▶ **Task objective**: In the records below, find the line containing "taillight? Mark that spot."; give it again exactly, along with every line that follows, and nothing else.

=== Material shown ===

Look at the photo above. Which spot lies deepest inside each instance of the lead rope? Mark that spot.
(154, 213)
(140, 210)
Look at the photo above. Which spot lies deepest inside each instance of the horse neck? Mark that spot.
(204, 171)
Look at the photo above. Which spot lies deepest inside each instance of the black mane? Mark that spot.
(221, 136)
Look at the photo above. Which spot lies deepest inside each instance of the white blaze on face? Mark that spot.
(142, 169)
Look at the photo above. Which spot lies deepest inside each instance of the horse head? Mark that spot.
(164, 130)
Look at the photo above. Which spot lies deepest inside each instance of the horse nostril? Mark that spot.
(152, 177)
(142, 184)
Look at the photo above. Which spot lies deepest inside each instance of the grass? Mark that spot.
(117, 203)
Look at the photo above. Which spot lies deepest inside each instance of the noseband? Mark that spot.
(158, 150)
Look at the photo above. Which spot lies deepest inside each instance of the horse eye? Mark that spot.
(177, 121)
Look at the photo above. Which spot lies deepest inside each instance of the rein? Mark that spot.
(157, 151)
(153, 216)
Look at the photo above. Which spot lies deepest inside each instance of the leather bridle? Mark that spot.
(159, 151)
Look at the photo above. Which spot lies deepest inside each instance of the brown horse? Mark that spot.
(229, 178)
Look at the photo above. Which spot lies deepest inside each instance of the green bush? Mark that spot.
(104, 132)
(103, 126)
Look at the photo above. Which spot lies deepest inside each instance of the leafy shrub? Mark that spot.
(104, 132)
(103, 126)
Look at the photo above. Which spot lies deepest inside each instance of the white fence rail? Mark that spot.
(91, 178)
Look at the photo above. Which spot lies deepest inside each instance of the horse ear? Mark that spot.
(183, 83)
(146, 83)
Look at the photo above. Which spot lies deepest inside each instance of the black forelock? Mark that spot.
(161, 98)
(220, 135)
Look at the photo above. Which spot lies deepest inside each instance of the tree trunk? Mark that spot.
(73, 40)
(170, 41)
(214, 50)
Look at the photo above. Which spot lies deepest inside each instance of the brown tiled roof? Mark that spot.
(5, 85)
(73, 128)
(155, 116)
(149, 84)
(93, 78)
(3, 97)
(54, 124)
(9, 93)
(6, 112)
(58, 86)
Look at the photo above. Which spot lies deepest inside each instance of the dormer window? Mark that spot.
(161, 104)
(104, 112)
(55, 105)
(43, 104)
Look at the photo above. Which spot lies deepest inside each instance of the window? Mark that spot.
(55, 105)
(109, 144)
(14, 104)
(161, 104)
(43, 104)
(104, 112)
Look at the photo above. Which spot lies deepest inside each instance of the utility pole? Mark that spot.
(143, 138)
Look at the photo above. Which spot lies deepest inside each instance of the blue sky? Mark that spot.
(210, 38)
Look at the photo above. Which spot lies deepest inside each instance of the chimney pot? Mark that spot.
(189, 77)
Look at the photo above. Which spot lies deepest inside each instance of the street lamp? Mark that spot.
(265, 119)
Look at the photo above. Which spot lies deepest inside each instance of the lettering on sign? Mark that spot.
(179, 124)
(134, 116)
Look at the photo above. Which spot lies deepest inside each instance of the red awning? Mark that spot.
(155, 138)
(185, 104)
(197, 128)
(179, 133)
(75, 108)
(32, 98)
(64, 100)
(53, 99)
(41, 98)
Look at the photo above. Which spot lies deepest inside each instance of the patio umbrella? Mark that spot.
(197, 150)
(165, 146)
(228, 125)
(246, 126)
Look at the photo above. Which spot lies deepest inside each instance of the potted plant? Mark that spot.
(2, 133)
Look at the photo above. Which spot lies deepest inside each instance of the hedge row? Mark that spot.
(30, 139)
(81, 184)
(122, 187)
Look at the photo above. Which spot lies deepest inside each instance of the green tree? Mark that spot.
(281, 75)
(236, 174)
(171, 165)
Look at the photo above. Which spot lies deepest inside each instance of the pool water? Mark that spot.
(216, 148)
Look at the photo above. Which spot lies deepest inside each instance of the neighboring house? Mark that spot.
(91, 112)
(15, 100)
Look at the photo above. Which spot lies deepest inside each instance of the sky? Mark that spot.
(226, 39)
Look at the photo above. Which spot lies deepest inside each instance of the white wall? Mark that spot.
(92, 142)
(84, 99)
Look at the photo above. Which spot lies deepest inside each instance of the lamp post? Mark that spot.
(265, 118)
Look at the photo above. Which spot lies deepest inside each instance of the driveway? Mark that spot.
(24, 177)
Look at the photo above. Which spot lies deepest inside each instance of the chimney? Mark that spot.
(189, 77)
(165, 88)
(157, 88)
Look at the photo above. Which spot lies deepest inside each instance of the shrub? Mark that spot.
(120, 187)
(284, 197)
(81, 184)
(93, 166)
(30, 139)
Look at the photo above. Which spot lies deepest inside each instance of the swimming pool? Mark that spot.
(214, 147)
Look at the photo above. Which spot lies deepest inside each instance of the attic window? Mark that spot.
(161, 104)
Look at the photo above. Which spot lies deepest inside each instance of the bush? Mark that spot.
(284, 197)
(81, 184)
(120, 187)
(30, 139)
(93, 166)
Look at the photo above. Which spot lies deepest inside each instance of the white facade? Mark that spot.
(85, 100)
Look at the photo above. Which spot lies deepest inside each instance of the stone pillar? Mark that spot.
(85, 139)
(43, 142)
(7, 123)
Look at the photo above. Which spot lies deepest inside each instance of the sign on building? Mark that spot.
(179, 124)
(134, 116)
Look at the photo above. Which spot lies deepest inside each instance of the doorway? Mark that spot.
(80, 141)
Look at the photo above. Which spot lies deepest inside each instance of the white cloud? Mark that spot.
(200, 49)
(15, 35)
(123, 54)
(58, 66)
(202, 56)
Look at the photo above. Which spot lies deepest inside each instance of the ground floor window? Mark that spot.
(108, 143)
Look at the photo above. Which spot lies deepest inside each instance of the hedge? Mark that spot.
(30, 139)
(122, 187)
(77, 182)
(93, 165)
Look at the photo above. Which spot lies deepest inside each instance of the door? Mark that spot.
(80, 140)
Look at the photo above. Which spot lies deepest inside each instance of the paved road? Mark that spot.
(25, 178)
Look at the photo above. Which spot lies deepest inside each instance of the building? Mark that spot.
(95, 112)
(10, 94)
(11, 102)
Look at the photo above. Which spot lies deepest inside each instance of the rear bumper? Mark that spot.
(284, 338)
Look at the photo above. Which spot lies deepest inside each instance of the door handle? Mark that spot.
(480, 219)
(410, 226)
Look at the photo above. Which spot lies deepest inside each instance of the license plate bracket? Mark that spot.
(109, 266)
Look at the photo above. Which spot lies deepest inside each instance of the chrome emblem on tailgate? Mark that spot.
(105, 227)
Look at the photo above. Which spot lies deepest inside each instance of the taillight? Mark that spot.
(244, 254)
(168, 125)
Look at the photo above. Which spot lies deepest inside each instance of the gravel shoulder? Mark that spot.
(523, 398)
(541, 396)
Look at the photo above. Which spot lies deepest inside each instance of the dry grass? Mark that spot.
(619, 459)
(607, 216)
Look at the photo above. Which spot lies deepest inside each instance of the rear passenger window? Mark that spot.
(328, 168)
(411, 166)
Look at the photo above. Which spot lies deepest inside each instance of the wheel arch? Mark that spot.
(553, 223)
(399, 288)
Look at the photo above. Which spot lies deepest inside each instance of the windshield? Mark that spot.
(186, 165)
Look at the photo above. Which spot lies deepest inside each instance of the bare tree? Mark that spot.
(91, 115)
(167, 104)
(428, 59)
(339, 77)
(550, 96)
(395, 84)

===

▶ **Task result**:
Look at the photo above. Which spot lies deepest inside each instance of the taillight? Mark that spot.
(244, 254)
(168, 125)
Look at the photo above. Which spot lies deepest inside each instance of the gravel shoulder? Mark that spot.
(523, 398)
(541, 396)
Look at the photo above. Which spot lies deepest inside each instance of the dry grass? Mark that spot.
(619, 459)
(607, 216)
Look at the photo above. Which spot lies deepest inside each instance of the rear passenger window? Mark that spot.
(328, 168)
(411, 166)
Look at the photo above. Which spot lies deepest inside each instance of the wheel arch? Mark that spot.
(553, 223)
(399, 288)
Look at the photo above. Which spot lies deepest inside each instance of the windshield? Mark that spot.
(186, 165)
Look at the photo above. Which spot lies deepest inside each instance of the bare tree? Mark that spot.
(91, 115)
(167, 104)
(428, 59)
(339, 77)
(550, 96)
(395, 84)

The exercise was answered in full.